— What this task involves —
Rewrite the post about unmapped soil reads from "The sequencing service" up to and including "my sand samples.", changing "inoculum" to "suspension".

== Document segment ==

Large amount of unmapped reads metaphlan v4.0 soil community


I sequenced a soil community that I obtained by mixing soil with 0.85% saline and separating it off from the soil.

It was sent for metagenomic illumina sequencing and I analysed with the default settings of MetaPhlAn/4.0.6-foss-2022a (but added estimation of unclassified on the end).

for some reason, it is only picking up the archea (which makes up < 1 % of the sample), the rest of the reads are unmapped (>99%). I tried adjusting the requirements for a positive detection to 0.1, it picked up one bacterial species but still there were many unmapped reads >99%

The sequencing service I used generated a krona report which did have lots of unmapped reads (80%) but still picked up thousands of species of bacteria (typical soil organisms), additionally, I have previously amplicon sequenced the sample and have seen hundreds of genera detected.

I also grew the inoculum in broth and sequenced that, and 40 or so species were detected after growth (so the bacteria are in the inoculum)

Does anyone have any suggestions as to why I have so many unmapped reads and why its not picking up any bacteria at all, just 0.2% archea?

Something similar happen to me with my sand samples.
I suggest to move to Kaiju or Kraken, not perfect but are able to assign a useful percentage of the community.

===
== Information provided ==

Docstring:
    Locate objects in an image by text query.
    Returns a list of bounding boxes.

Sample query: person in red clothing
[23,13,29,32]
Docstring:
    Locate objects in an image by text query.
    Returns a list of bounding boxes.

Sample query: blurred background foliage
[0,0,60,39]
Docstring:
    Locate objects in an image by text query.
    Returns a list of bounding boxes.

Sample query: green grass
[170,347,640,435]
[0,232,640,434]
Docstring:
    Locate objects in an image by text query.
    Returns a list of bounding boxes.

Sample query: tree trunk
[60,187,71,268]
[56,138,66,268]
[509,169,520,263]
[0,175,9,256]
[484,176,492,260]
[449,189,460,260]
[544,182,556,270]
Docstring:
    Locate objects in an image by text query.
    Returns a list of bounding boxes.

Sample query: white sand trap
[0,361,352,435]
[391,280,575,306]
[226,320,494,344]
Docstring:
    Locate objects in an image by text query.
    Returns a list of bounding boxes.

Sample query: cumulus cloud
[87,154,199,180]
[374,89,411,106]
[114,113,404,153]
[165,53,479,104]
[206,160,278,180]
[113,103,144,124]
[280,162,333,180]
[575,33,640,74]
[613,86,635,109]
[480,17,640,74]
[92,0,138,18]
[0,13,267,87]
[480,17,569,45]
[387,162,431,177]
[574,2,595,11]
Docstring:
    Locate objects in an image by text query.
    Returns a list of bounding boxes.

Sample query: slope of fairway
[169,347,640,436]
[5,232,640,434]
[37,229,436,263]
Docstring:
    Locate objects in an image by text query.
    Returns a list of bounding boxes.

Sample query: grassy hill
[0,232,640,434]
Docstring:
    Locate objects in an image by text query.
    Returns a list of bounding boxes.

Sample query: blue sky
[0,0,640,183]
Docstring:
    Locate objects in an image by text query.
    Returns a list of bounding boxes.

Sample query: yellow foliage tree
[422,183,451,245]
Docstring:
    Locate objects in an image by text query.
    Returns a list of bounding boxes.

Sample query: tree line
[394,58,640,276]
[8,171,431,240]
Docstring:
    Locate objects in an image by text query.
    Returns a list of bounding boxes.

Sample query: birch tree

===

— Solution for this exercise —
The sequencing service I used generated a krona report which did have lots of unmapped reads (80%) but still picked up thousands of species of bacteria (typical soil organisms), additionally, I have previously amplicon sequenced the sample and have seen hundreds of genera detected.

I also grew the suspension in broth and sequenced that, and 40 or so species were detected after growth (so the bacteria are in the suspension)

Does anyone have any suggestions as to why I have so many unmapped reads and why its not picking up any bacteria at all, just 0.2% archea?

Something similar happen to me with my sand samples.